◆ **PAGE EXCERPT**

By Lance Eliot, the AI Trends Insider
In the movie remake of the Thomas Crown Affair, the main character opts to go into an art museum to ostensibly steal a famous work of art, and does so attired in the manner of The Son of Man artwork (a man wearing a bowler hat and an overcoat).
Spoiler alert, he arranges for dozens of other men to come into the museum dressed similarly as he, thus confounding the efforts by the waiting police that had been tipped that he would come there to commit his thievery. By having many men serving as decoys, he pulls off the effort and the police are exasperated at having to check the numerous decoys and yet are unable to nab him (he sneakily changes his clothes).
This ploy was a clever use of deception.
During World War II, there was the invention of chaff, which was also a form of deception.
Radar had just emerged as a means to detect flying airplanes and therefore be able to try and more accurately shoot them down. The radar device would send a signal that would bounce off the airplane and provide a return to the radar device, thus allowing detection of where the airplane was.
It was hypothesized that there might be a means to confuse the radar device by putting something into the air that would seem like an airplane but was not an airplane. At first, the idea was to have something suspended from an airplane or maybe have balloons or parachutes that could contain a material that would bounce back the radar signals.
A flying airplane could potentially release the parachutes or balloons that had the radar reflecting material.
After exploring this notion, it was further advanced by the discovery that pieces of metal foil could be dropped from the airplane and that it was an easier way to create this deception.
The first versions were envisioned as acting in a double-duty fashion, doing so by being the size of a sheet of paper and contain propaganda written on them. This would be providing a twofer (two-for-one), it would confuse the radar and then once landed on the ground it would serve as a propaganda leaflet.
Turns out that the use of strips of aluminum foil were much more effective.
This nixed the propaganda element of the idea. With the strips, you could dump out hundreds or even thousands of the strips all at once, bundled together but intended to float apart from each other once made airborne. These strips will flutter around and the radar would ping off of them. With a cloud of them floating in the air, the radar would be overwhelmed and unable to identify where the airplane was.

◆ **DATASET CONTENT**
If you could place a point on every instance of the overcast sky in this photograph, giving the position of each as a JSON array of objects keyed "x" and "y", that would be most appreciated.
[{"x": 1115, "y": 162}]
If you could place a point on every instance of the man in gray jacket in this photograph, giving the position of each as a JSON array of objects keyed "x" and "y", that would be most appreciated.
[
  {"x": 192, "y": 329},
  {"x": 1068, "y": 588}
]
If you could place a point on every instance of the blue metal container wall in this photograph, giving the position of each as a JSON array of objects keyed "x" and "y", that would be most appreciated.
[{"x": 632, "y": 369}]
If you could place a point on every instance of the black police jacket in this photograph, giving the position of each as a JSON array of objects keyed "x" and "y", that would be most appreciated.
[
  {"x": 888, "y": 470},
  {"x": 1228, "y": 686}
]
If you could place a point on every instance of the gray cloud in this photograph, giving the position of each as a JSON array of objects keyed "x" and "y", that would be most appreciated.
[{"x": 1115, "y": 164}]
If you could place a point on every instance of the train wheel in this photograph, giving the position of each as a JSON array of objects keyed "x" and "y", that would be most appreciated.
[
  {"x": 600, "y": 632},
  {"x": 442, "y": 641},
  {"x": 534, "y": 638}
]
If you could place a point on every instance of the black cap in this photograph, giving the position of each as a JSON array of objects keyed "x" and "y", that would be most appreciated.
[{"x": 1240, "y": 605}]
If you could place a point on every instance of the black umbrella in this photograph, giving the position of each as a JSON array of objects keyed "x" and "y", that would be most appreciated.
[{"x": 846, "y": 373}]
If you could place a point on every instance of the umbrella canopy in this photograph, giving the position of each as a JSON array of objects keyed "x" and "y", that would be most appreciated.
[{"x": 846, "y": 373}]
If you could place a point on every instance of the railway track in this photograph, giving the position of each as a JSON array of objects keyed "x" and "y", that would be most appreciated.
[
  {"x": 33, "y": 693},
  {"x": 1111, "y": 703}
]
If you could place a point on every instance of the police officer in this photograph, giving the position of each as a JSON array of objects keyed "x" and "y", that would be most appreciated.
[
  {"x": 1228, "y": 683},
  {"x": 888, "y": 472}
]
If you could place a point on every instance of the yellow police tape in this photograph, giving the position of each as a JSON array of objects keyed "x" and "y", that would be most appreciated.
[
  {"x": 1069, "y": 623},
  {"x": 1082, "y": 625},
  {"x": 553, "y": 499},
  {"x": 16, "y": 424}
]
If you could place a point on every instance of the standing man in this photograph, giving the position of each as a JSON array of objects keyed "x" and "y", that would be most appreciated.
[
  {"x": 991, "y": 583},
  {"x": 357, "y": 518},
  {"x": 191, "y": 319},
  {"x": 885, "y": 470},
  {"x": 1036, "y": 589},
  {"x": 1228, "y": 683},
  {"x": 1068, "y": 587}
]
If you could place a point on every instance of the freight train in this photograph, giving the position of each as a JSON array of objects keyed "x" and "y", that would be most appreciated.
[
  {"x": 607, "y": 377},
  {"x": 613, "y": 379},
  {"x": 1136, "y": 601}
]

◆ **EXERCISES**
• a. Copy the passage on deception and chaff from "The first versions" through "much more effective.", replacing "aluminum foil" with "tin foil".
• b. Answer these questions from the passage on deception and chaff.
(i) In the movie remake of the Thomas Crown Affair, which artwork does the main character dress like?
(ii) What size were the first versions of the radar-confusing material meant to be?
(iii) What did the strips, once dumped out together, do after becoming airborne?
Rely only on the text itself.

◆ **RESPONSE LIST**
• a.
The first versions were envisioned as acting in a double-duty fashion, doing so by being the size of a sheet of paper and contain propaganda written on them. This would be providing a twofer (two-for-one), it would confuse the radar and then once landed on the ground it would serve as a propaganda leaflet.
Turns out that the use of strips of tin foil were much more effective.

• b.
(i) The Son of Man
(ii) The size of a sheet of paper
(iii) They floated apart from each other and fluttered around.